L’indicateur le plus net des inégalités est celui des écarts de revenus. Or, tous emplois confondus, la dispersion des salaires a augmenté dans des proportions importantes entre 1983 et 1997 : l’écart de salaires entre les 10% de salariés les mieux rémunérés et les 10% les moins bien payés est ainsi passé de 2,8 à 4 entre ces deux dates (36). Cette évolution est surtout imputable à l’accroissement du nombre des salariés percevant des bas salaires, puisque, durant cette période, la proportion des salariés occupant des emplois à bas salaires (salaires inférieurs ou égaux aux deux tiers du salaire médian, soit, en 1997, 4.867 francs net) est passée de 11,4% à 15,1%.

Cet accroissement des inégalités salariales, n’est pas sans conséquences sur le développement de la pauvreté qui touche moins désormais les ménages de retraités, mais qui affecte de plus en plus les ménages d’actifs, en particulier les jeunes, dont le taux de pauvreté a doublé entre 1984 et 1994, passant de 9,3% à 18,5%.

Dans mon précédent rapport général sur le projet de loi de finances pour 1998, j’ai déjà eu l’occasion de consacrer un développement aux populations en situation de précarité (37). Je me contenterai donc de rappeler que, selon diverses enquêtes menées par l’INSEE (38) ou par l’institut statistique européen EUROSTAT (39), 10% des ménages français, soit près de 6 millions de personnes, vivraient en dessous du seuil de pauvreté, fixé par convention à 50% de la valeur médiane des revenus en France, soit 3.800 francs pour une personne seule. Les individus menacés par la pauvreté sont cependant bien plus nombreux et, dans un rapport, publié en 1993, « Précarité et risque d’exclusion en France », le Centre d’étude des revenus et des coûts (CERC) affirmait : « Au total, le nombre de personnes qui échappent à la pauvreté ou à une précarité financière grâce aux différents mécanismes de notre protection sociale est probablement de l’ordre de douze à treize millions ».

La loi d’orientation du 29 juillet 1998 relative à la lutte contre les exclusions contient plusieurs dispositions destinées à garantir les moyens d’existence des plus démunis. Elle prévoit, en particulier, une interdiction de la saisie des revenus assurant un niveau de vie minimal (fixation d’un minimum de revenu salarial insaisissable, caractère insaisissable de l’allocation de solidarité spécifique, de l’allocation d’insertion, ainsi que des prestations d’assurance maladie en nature...) et des mesures pour les ménages durablement insolvables.

Le chômage ne saurait être confondu avec la pauvreté, mais les chômeurs forment le groupe de la population le plus exposé. Entre 1984 et 1994, la part des pauvres chez les ménages de chômeurs est ainsi passée de 32 à 39% et ceux-ci représentent désormais un quart des personnes pauvres.

De même, la pauvreté liée aux emplois peu stables (contrats à durée déterminée, intérim, stages, temps partiel subi...) est de plus en plus fréquente. Plus de 300.000 ménages seraient concernés.

_Liste des enregistrements_:
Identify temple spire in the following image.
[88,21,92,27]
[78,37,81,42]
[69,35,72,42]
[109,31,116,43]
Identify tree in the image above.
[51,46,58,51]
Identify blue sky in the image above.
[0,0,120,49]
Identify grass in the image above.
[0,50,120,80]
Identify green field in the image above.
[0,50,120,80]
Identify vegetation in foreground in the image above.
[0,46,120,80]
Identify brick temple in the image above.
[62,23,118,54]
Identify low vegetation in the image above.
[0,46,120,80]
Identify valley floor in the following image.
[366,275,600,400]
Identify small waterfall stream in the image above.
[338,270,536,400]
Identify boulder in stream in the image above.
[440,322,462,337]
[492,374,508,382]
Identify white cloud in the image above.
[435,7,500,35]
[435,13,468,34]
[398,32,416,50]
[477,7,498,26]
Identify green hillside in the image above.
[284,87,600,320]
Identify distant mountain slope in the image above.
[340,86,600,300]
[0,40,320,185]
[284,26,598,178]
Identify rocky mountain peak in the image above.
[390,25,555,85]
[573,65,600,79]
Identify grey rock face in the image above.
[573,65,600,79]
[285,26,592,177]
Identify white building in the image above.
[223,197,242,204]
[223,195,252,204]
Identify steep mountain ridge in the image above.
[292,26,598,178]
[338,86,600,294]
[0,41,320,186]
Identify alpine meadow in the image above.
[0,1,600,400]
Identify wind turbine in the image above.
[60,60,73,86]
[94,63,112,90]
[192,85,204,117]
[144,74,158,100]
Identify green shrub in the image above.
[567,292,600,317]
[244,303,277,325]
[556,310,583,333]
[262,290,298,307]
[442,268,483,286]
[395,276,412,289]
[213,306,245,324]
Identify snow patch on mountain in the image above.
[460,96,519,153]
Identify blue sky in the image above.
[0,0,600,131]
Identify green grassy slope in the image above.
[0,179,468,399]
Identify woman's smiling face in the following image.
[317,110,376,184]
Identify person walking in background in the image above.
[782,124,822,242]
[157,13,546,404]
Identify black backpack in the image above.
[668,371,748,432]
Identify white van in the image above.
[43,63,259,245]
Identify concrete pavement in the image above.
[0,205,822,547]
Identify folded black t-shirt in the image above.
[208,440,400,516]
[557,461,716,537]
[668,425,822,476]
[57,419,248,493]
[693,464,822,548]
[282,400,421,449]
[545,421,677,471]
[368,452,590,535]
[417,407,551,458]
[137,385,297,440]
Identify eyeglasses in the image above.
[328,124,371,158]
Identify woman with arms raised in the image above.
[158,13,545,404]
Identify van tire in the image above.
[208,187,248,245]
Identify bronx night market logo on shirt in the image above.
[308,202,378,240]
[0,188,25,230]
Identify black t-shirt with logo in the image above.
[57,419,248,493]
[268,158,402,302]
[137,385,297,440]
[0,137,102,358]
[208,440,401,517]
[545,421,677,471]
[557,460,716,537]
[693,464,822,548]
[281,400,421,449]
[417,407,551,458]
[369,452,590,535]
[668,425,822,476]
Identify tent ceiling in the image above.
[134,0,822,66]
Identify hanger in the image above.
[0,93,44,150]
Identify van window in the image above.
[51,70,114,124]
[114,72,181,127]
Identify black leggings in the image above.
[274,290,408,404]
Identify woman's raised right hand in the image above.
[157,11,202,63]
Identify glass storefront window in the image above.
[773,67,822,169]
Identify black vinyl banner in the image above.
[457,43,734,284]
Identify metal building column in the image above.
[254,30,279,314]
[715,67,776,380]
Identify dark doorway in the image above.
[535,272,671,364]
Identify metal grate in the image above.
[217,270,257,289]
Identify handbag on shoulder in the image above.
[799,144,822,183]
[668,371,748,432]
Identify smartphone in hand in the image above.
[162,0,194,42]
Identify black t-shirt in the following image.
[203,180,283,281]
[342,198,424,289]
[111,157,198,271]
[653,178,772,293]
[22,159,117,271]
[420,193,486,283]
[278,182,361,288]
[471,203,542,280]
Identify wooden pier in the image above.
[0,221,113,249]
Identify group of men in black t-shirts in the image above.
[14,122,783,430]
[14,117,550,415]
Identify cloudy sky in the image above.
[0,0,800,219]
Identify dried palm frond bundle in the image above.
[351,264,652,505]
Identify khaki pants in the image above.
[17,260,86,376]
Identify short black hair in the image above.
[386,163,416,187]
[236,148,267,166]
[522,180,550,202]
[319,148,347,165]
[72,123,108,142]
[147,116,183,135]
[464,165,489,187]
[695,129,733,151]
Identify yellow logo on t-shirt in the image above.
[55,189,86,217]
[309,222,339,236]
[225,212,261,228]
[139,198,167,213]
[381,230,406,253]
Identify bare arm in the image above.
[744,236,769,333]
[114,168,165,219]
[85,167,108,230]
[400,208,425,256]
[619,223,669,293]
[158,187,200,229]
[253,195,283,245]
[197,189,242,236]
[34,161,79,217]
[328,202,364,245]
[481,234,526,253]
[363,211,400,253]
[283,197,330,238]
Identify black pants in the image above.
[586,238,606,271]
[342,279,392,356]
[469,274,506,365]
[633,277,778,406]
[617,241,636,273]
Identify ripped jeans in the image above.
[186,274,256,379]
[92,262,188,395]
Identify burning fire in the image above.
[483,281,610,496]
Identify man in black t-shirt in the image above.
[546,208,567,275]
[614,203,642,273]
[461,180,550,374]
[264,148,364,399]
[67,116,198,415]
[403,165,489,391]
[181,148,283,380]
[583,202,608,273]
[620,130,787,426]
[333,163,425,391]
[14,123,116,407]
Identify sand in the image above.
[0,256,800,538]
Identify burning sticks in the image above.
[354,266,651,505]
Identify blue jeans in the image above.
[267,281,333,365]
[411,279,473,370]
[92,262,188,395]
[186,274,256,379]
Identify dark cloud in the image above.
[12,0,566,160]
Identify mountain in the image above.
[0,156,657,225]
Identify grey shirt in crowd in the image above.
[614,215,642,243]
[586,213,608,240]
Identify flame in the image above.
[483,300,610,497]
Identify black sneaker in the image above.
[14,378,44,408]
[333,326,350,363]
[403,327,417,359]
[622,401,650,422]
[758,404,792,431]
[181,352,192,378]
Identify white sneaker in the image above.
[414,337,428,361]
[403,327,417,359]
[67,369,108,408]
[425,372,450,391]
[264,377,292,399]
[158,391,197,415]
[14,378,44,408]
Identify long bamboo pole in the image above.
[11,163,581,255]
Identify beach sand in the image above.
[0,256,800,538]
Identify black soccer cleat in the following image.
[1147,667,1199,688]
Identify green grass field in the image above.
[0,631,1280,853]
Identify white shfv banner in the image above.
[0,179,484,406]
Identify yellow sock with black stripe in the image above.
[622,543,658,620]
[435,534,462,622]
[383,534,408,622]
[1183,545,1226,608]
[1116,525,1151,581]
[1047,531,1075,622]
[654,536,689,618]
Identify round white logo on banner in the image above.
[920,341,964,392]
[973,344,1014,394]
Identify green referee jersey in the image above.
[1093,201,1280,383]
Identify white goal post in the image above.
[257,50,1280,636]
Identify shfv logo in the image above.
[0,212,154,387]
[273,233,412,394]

_Travail demandé_:
a) D'après le texte sur la pauvreté, comment le taux de pauvreté des jeunes a-t-il évolué entre 1984 et 1994 ?
b) Indiquez si chacune de ces affirmations concorde avec le texte sur la pauvreté, en citant à l'identique les mots qui tranchent : (i) le seuil de pauvreté correspond à la moitié du revenu médian en France ; (ii) la pauvreté frappe de plus en plus les ménages de retraités ; (iii) les ménages de chômeurs forment la moitié des personnes pauvres.
c) Poursuivez le texte sur la pauvreté à partir de sa dernière phrase.
Les enregistrements n'entrent pas en jeu dans ce travail.

_Réponses par tâche_:
a) Il a doublé, passant de 9,3% à 18,5%.

b)
(i) Oui : « fixé par convention à 50% de la valeur médiane des revenus en France ».
(ii) Non : « qui touche moins désormais les ménages de retraités ».
(iii) Non : « ceux-ci représentent désormais un quart des personnes pauvres ».

c)
Dans ces conditions, on ne peut qu’approuver les mesures pour l’emploi contenues dans la loi d’orientation du 29 juillet 1998 précitée, prévoyant notamment un accompagnement personnalisé en faveur des jeunes de 16 à 25 ans confrontés à un risque d’exclusion professionnelle (le dispositif TRACE) ou encore la possibilité de cumuler certains minima sociaux avec les revenus procurés par la reprise d’une activité professionnelle, afin que, globalement, notre dispositif reste incitatif.

Les mesures prévues par le présent projet de loi de finances (lutte contre l’évasion fiscale des grandes fortunes, intégration de la majoration de 10% dans le barème de cet impôt, relèvement du taux maximum d’imposition) apparaissent également très opportunes pour contribuer à l’effort de solidarité nationale. Dans son récent rapport d’information sur la fiscalité du patrimoine et de l’épargne (40), votre Rapporteur général a déjà insisté sur la persistante concentration des patrimoines. Il ressort, en effet, du seizième rapport du Conseil des impôts que plus de la moitié du patrimoine est détenu par 10% des ménages. Cette concentration bénéficie, en outre, aux ménages disposant, par ailleurs, des plus hauts revenus, puisque les 10% de ménages aux plus hauts revenus détiennent plus du tiers du patrimoine. Même si on observe une baisse - relative - de la concentration et une diminution des inégalités de patrimoine depuis la fin des années quatre-vingt, votre Rapporteur général tient à réaffirmer qu’« il n’est pas besoin d’être un “partageux”, pour estimer nécessaire la poursuite de ce mouvement », d’autant que d’importants moyens financiers sont nécessaires pour veiller au respect des droits fondamentaux.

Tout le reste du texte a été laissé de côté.